Reproduce every line of the data below, including the requests, and shift each point coordinate in the answers (both x and y) by -4.

╔══

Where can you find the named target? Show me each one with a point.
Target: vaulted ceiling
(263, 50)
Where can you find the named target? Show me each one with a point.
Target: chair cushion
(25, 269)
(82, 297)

╚══

● Answer to the problem:
Where can you find the named target? Show me each one with a point.
Target: vaulted ceiling
(259, 46)
Where can you find the named target? Show me each one with a point.
Target: chair cushion
(21, 265)
(78, 293)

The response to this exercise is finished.